Given problem A. Decide whether each statement agrees with the excerpted text, answering yes or no and quoting the deciding words: (i) The writer has been giving small amounts to causes in the Twin Cities. (ii) The writer claims to be doing the most possible. (iii) Phillip Luna's reflection concerns eating fine cuisine in prison.

Excerpted text.
□ □ □ □ □

I could feel the mood of the entire country change with the report of the 5 year old used as bait to lure out his father. I expect some I know will say that the child is illegal. I must not talk to those people. Not one word, not one syllable, not one wasted thought. For the last week, I have been giving to different causes in the Twin Cities in small amounts and I plan to keep giving. I cannot say I am doing the most I possibly can. I can only say I am doing what I must to avoid the shame of not supporting those fighting for the most basic rights.

I need to add to my New Year's resolutions. When I'm correct, I don't need to say anything. I need to learn to sit with what I have, focus on what it brings, figure out how I can build.

I did read this lovely and tough reflection from Phillip Luna about eating fine cuisine in prison: "The Night I Ate Wagyu Steak in Prison." I hope you'll take a look and find ways to support the author or others affected by incarceration. Luna got me thinking about how our expectations have to change as we get older. How a life wisely lived can't revolve around measuring up to one's boasts.

Paul Hoover, "To the Choirmaster"

□ □ □ □ □

Records of labeled points
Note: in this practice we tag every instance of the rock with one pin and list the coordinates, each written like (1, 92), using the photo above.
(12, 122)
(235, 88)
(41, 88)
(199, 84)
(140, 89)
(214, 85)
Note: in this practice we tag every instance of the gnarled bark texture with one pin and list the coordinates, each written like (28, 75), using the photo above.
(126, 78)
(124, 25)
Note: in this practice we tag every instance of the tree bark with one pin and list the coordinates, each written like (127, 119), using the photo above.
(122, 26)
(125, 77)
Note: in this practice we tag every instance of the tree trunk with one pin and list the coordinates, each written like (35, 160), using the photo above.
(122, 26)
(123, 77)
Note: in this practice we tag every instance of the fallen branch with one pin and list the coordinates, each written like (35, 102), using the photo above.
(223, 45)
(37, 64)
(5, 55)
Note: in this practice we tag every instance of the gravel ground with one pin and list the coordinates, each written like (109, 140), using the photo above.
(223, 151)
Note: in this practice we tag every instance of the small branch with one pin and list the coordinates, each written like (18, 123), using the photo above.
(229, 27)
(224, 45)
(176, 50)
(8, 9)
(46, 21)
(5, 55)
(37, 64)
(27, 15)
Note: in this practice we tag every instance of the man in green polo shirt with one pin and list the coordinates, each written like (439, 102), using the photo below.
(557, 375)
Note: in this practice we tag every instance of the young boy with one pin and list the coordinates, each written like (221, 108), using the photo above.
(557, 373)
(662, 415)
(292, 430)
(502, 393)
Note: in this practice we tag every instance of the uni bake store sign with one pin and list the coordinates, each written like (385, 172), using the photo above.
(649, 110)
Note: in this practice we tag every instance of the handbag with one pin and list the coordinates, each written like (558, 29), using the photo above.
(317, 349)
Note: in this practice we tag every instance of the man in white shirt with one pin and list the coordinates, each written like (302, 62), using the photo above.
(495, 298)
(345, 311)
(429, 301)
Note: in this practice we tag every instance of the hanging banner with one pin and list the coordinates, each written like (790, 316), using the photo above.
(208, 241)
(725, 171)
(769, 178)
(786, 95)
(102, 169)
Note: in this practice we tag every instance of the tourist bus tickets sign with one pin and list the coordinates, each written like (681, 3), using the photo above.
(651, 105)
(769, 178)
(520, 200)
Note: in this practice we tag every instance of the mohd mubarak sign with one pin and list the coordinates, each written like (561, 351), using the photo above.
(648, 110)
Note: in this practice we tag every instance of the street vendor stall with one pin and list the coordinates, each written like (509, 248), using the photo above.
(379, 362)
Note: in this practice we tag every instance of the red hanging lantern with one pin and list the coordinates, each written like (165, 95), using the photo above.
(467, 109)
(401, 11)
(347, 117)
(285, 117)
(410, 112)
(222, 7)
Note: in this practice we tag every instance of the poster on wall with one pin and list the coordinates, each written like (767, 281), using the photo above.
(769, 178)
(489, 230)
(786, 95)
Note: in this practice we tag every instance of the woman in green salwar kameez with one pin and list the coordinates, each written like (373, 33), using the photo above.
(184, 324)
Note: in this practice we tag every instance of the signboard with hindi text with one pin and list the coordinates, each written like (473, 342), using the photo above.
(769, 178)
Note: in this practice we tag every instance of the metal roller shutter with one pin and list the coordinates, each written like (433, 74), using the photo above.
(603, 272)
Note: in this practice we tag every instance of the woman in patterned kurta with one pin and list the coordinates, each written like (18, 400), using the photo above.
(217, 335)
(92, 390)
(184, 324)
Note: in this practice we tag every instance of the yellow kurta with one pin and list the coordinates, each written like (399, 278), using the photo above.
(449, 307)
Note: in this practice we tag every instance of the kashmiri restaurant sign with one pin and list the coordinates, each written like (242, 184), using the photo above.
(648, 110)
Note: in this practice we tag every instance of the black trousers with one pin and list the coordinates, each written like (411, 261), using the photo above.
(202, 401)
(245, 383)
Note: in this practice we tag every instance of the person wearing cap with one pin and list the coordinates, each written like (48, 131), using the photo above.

□ □ □ □ □

Given problem B. Collect every line of the listing that contains the string "kurta". Case counts.

Full response A.
(i) Yes: "For the last week, I have been giving to different causes in the Twin Cities in small amounts"
(ii) No: "I cannot say I am doing the most I possibly can."
(iii) Yes: "this lovely and tough reflection from Phillip Luna about eating fine cuisine in prison"

Full response B.
Note: in this practice we tag every instance of the woman in patterned kurta with one pin and list the coordinates, each written like (18, 400), using the photo above.
Note: in this practice we tag every instance of the yellow kurta with one pin and list the coordinates, each written like (399, 278), using the photo above.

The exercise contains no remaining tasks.